EXERCISE:
The records follow. Filter them to the lines that hold "image".

[THE RECORDS Boundary: Start]

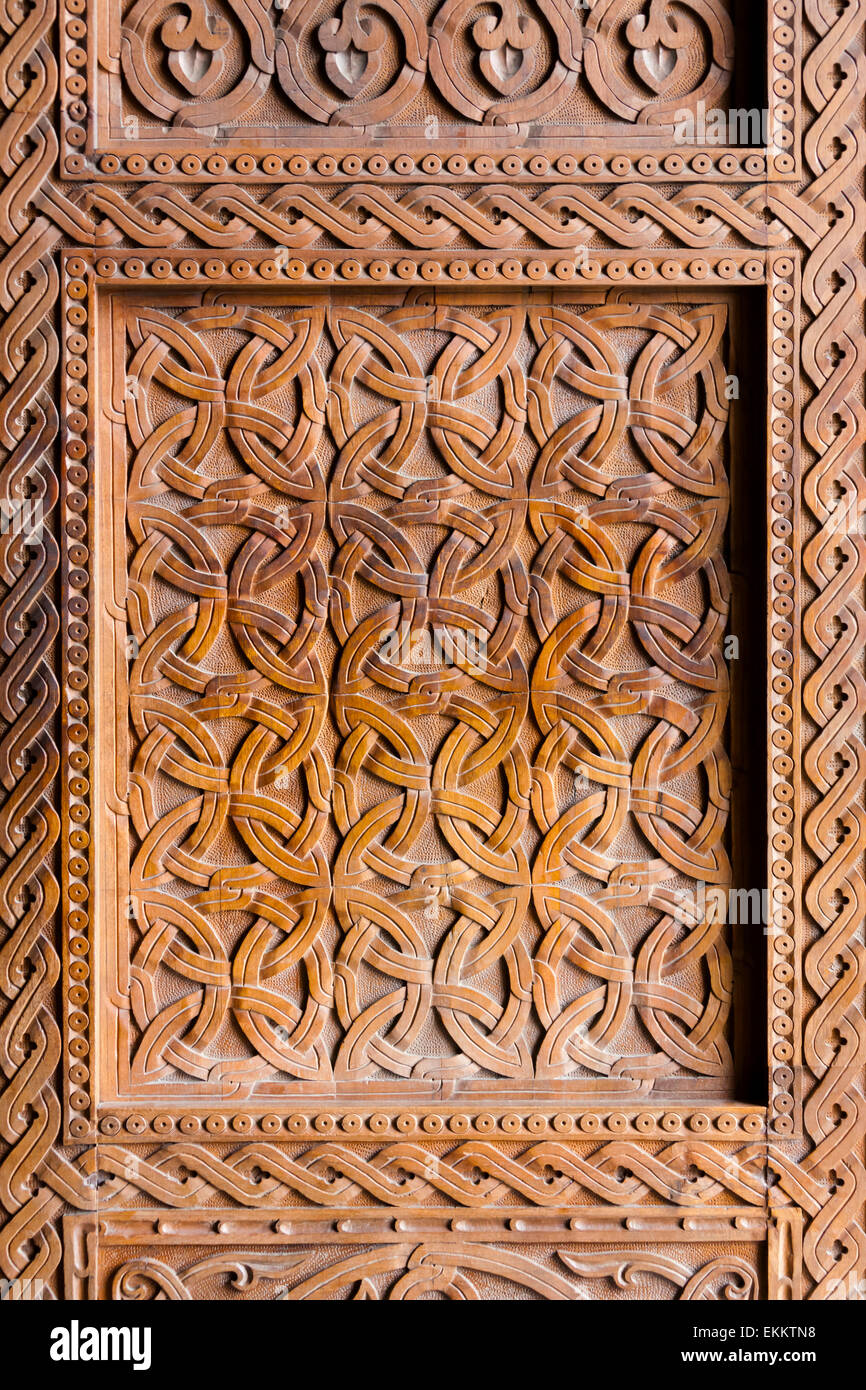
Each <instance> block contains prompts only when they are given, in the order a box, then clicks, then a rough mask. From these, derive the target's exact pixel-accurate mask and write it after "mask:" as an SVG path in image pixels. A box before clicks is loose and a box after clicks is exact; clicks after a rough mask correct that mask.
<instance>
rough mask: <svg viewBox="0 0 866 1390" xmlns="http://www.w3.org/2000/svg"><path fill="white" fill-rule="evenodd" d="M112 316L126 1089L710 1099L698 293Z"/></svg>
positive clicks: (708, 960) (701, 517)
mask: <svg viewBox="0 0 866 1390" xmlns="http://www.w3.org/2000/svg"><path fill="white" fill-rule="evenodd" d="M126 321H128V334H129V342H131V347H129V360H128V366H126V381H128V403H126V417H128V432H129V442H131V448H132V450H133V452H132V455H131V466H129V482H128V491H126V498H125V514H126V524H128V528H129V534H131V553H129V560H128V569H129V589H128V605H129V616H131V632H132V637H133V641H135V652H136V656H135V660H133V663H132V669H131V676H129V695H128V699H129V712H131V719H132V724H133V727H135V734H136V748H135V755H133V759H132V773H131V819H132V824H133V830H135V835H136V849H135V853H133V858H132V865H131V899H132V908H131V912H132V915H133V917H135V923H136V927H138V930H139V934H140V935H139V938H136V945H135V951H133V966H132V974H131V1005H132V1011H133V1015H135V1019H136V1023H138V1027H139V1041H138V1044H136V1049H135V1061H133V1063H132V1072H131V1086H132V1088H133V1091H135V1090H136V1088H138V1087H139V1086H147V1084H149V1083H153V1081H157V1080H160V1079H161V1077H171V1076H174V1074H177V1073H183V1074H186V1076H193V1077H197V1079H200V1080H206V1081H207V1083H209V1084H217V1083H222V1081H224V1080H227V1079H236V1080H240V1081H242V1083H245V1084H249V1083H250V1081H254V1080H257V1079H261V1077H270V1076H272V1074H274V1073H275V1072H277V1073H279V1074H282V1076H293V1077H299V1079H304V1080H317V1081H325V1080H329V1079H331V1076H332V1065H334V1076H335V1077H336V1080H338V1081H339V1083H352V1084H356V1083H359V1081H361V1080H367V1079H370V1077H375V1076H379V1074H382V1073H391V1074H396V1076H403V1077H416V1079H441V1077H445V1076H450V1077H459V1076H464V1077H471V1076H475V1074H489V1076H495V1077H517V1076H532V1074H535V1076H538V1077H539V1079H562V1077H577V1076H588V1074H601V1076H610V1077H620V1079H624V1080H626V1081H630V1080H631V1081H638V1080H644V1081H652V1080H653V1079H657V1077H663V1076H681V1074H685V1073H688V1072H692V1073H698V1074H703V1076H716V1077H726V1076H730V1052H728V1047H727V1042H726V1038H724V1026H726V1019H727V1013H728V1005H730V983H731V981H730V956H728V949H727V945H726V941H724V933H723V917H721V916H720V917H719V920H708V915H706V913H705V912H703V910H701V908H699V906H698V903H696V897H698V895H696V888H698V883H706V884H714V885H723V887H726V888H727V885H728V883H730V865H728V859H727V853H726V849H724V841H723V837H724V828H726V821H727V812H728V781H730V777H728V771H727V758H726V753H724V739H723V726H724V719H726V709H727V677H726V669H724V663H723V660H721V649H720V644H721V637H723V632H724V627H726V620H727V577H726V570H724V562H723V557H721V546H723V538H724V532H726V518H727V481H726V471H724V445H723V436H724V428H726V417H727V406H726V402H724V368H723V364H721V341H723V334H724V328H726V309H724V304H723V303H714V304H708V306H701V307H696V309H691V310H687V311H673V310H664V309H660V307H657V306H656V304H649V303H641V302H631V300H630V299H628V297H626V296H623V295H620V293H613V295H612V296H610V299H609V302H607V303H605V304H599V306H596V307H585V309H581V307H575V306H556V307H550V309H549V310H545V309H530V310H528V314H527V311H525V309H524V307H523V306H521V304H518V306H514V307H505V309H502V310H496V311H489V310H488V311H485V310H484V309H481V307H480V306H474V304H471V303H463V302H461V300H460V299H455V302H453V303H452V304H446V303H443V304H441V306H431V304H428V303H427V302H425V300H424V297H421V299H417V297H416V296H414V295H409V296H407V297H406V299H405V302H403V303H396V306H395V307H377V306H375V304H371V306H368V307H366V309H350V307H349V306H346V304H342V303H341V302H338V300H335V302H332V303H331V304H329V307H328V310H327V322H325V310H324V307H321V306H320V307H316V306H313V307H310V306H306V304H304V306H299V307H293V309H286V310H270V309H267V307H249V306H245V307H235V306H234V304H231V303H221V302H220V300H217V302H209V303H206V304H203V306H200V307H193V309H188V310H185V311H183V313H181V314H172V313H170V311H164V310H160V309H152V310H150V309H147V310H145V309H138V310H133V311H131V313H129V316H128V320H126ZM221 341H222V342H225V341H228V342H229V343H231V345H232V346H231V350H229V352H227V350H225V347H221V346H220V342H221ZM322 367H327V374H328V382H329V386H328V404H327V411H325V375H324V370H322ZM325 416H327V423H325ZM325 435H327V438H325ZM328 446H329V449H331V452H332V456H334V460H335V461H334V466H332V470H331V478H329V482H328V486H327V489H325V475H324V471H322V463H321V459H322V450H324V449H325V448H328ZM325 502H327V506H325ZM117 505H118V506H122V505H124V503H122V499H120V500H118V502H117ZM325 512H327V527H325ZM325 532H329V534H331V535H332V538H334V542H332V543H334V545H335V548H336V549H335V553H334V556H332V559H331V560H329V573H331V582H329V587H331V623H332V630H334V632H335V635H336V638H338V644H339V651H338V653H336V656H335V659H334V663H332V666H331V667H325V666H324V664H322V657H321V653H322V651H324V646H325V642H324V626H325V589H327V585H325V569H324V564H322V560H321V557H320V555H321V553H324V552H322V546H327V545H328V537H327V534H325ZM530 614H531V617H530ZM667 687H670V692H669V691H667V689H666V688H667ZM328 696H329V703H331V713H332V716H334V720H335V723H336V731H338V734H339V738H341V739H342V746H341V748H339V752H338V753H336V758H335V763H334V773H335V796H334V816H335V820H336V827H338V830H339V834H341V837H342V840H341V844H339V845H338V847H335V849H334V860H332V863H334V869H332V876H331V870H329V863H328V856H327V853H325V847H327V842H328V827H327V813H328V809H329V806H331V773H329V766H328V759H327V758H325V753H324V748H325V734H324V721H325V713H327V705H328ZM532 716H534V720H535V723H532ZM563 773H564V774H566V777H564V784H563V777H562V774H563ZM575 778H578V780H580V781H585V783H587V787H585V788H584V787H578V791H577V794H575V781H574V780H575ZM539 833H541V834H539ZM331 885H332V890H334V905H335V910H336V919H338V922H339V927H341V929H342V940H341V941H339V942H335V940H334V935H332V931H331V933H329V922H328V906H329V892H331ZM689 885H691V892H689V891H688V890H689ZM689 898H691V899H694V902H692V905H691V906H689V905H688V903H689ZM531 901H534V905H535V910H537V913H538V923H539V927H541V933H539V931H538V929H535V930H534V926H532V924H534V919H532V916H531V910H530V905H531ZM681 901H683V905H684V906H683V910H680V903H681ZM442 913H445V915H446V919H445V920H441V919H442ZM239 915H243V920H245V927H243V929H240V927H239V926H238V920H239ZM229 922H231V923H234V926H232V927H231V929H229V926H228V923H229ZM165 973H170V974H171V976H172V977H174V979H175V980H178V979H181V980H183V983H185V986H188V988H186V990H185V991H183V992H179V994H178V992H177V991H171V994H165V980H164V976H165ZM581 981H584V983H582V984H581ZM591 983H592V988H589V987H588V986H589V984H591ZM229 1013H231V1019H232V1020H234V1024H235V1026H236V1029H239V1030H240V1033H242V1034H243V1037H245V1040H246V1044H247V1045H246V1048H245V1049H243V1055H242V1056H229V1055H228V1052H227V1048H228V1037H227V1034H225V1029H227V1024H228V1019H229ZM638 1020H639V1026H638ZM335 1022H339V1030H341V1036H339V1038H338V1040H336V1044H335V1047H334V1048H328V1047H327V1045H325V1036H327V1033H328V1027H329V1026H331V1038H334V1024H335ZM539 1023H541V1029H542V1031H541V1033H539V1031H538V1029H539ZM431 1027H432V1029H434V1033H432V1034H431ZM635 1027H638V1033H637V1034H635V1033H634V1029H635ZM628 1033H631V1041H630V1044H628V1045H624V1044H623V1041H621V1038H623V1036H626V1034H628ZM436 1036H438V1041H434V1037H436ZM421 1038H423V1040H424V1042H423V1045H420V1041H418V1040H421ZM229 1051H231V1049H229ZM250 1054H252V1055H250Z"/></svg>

[THE RECORDS Boundary: End]
[THE RECORDS Boundary: Start]

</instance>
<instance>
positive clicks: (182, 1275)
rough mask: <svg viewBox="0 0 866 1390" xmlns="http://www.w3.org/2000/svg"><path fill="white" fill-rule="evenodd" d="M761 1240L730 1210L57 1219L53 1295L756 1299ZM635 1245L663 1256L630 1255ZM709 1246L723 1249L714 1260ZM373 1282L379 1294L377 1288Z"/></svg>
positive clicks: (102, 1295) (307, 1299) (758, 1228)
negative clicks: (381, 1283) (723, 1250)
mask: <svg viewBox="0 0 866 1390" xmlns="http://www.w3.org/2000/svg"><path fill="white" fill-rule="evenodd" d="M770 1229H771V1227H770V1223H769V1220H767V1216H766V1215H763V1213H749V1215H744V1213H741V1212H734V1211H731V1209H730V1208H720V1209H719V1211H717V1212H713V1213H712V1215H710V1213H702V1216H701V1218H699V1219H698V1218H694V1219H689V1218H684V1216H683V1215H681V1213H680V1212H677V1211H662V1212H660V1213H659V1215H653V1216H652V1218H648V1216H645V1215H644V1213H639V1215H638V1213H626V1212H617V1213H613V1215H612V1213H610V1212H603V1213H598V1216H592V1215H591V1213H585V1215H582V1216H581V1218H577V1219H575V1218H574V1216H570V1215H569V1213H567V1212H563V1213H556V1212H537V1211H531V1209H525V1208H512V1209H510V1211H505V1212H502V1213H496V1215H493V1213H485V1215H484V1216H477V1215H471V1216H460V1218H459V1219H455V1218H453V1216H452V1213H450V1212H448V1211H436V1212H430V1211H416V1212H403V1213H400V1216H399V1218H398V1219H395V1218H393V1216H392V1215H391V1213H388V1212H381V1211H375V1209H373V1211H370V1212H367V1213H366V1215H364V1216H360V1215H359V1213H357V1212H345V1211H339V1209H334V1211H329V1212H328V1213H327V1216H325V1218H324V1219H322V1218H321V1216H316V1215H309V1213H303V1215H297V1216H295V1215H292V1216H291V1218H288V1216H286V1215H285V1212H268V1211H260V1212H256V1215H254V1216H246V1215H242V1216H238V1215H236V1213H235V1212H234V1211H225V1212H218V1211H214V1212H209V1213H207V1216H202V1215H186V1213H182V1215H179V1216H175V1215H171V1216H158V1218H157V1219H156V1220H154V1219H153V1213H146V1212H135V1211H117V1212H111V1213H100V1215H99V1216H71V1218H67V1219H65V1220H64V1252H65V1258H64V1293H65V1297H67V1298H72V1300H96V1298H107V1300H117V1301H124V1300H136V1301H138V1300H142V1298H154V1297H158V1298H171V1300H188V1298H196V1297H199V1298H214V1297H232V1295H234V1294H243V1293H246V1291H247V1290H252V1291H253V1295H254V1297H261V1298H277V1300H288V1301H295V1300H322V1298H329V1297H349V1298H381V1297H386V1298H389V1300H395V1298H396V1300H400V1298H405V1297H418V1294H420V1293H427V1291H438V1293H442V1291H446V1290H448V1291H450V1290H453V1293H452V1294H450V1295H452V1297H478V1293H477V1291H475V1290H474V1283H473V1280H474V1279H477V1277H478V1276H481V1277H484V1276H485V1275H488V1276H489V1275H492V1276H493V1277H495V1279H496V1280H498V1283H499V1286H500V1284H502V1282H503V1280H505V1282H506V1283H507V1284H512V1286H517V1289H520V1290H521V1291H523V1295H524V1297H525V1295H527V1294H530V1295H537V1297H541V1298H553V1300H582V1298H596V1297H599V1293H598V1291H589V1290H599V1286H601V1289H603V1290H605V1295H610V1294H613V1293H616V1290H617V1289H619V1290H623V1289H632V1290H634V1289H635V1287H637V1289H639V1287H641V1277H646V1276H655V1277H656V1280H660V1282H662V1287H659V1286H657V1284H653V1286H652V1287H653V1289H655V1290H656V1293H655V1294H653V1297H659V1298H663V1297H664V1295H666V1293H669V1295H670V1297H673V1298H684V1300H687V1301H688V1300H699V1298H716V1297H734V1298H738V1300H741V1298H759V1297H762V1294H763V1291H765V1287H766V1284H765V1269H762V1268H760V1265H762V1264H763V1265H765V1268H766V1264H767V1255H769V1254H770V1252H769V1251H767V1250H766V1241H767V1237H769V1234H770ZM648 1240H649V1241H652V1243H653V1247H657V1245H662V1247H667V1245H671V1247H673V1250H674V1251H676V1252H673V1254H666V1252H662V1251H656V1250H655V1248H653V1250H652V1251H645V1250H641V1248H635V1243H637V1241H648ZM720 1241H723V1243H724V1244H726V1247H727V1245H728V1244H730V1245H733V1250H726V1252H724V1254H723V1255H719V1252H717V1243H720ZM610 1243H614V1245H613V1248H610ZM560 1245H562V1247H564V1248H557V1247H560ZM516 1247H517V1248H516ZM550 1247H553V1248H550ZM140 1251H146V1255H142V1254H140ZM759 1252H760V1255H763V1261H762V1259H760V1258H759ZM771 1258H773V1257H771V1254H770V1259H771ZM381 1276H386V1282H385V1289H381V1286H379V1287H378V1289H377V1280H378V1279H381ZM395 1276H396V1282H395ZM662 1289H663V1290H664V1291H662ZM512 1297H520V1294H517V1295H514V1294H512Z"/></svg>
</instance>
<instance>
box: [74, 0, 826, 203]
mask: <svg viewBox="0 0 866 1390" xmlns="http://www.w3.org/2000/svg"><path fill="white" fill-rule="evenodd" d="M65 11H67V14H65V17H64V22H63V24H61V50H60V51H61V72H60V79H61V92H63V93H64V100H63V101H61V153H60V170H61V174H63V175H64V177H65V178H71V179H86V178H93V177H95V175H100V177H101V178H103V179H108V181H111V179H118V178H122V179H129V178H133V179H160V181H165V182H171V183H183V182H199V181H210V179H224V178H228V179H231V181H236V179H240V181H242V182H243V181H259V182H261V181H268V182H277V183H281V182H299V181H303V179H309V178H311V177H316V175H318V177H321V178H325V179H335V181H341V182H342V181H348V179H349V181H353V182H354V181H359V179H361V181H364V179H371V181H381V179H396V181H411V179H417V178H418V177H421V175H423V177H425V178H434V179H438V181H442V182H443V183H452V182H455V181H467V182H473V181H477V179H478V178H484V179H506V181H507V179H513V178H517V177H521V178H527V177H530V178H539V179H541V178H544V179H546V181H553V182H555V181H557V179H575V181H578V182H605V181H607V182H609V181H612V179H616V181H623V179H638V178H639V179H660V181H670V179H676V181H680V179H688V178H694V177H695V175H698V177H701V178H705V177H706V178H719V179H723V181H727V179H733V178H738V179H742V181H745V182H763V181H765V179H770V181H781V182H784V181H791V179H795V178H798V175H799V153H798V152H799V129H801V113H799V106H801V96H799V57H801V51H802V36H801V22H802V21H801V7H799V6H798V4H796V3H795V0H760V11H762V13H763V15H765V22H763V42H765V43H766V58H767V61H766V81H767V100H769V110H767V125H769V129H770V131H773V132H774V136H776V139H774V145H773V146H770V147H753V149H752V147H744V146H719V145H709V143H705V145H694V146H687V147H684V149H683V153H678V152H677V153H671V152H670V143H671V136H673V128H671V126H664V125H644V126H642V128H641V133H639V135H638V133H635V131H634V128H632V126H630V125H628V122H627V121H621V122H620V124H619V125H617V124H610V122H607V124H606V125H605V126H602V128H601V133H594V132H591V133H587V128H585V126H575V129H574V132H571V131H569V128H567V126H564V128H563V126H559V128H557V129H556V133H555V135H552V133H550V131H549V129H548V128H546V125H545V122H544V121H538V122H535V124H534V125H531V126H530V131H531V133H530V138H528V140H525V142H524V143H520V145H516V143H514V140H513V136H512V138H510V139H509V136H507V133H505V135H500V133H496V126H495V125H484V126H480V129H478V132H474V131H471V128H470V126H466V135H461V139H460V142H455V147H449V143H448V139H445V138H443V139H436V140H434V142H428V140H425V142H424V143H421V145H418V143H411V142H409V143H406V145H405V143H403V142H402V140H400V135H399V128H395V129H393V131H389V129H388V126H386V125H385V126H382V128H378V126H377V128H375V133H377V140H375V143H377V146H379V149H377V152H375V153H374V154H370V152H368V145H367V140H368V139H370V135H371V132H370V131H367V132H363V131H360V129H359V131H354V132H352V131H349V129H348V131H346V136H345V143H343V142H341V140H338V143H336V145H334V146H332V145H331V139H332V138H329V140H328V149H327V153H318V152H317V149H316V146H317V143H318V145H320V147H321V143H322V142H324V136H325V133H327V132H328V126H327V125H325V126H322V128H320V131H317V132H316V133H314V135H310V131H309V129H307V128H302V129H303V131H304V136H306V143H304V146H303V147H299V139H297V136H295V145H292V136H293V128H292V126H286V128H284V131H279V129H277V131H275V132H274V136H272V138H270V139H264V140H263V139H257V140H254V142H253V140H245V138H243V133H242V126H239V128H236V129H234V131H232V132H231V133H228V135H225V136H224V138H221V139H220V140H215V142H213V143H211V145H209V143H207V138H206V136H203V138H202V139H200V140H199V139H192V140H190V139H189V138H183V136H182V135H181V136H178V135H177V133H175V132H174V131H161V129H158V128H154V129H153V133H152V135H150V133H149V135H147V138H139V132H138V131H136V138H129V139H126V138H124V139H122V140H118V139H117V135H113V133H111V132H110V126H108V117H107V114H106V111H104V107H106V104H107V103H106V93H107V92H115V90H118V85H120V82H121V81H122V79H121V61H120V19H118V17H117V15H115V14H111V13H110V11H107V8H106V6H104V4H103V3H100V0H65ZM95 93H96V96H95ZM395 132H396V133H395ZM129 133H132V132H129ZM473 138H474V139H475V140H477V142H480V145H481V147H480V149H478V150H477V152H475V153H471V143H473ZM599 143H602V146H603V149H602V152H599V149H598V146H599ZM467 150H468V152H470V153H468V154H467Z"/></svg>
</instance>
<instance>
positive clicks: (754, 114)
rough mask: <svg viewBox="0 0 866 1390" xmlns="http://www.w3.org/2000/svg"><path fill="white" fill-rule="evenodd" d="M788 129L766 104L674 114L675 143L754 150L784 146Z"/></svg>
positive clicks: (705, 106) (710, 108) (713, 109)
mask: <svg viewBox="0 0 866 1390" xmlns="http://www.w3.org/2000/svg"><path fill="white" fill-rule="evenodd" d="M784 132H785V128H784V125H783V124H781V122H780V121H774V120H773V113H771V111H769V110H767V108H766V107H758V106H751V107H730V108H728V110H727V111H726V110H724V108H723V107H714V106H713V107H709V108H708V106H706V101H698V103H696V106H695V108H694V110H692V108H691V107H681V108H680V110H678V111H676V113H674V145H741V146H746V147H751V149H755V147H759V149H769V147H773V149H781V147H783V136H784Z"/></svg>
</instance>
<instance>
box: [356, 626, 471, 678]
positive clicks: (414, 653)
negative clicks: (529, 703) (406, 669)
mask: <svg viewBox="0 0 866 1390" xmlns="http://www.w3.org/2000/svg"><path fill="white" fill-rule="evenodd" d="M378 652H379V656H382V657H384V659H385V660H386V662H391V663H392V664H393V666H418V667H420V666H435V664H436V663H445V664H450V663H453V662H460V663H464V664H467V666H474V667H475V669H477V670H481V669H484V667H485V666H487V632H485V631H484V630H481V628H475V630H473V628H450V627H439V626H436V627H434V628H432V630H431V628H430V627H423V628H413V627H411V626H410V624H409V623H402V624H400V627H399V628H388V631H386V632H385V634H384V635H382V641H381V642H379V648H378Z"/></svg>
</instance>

[THE RECORDS Boundary: End]
[THE RECORDS Boundary: Start]

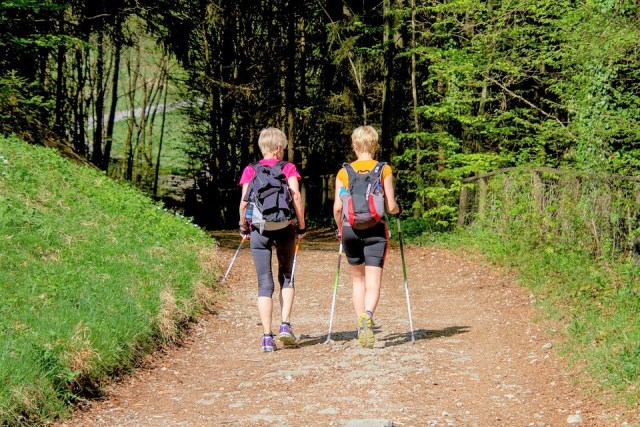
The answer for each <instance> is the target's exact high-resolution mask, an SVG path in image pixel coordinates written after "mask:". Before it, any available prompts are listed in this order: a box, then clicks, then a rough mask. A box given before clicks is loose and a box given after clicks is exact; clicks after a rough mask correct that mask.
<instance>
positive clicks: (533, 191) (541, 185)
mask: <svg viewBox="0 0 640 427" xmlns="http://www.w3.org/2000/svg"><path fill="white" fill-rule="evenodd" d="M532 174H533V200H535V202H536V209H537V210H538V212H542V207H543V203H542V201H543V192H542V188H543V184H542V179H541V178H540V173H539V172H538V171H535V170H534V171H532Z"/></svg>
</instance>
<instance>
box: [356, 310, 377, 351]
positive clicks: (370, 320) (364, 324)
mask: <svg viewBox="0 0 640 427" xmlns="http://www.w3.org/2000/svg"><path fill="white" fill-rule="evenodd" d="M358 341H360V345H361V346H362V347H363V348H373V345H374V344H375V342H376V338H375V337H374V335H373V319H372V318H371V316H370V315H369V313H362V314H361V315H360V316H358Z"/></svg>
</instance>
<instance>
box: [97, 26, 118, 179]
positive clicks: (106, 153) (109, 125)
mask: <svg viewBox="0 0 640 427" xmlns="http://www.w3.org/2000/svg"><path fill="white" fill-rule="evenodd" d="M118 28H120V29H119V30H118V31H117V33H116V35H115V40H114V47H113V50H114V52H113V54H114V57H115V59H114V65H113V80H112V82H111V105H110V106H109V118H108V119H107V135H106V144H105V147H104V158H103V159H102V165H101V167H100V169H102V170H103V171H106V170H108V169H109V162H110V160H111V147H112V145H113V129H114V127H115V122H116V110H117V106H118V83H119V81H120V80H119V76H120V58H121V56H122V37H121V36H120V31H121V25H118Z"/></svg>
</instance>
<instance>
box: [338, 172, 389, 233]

[THE RECORDS Boundary: End]

REPLY:
Each <instance> block contains prompts only when they are given, in the order a box, then clicks, then a rough mask. From these, derive the target's exact pixel-accurate mask and write it after "mask:" as an SVG path in image pixels. A box before clicks is loose and a box after clicks is exact; clicks after a rough mask correct that mask.
The answer for each <instance> is the target's exact high-resolution mask, an SVG path in image pixel coordinates written after "mask:". Before it, any available prompts are listed in this order: a box, then clicks, then a rough mask. A box given before clicks is loose and a box given after clicks is exact; clicks after a rough mask correct that mask.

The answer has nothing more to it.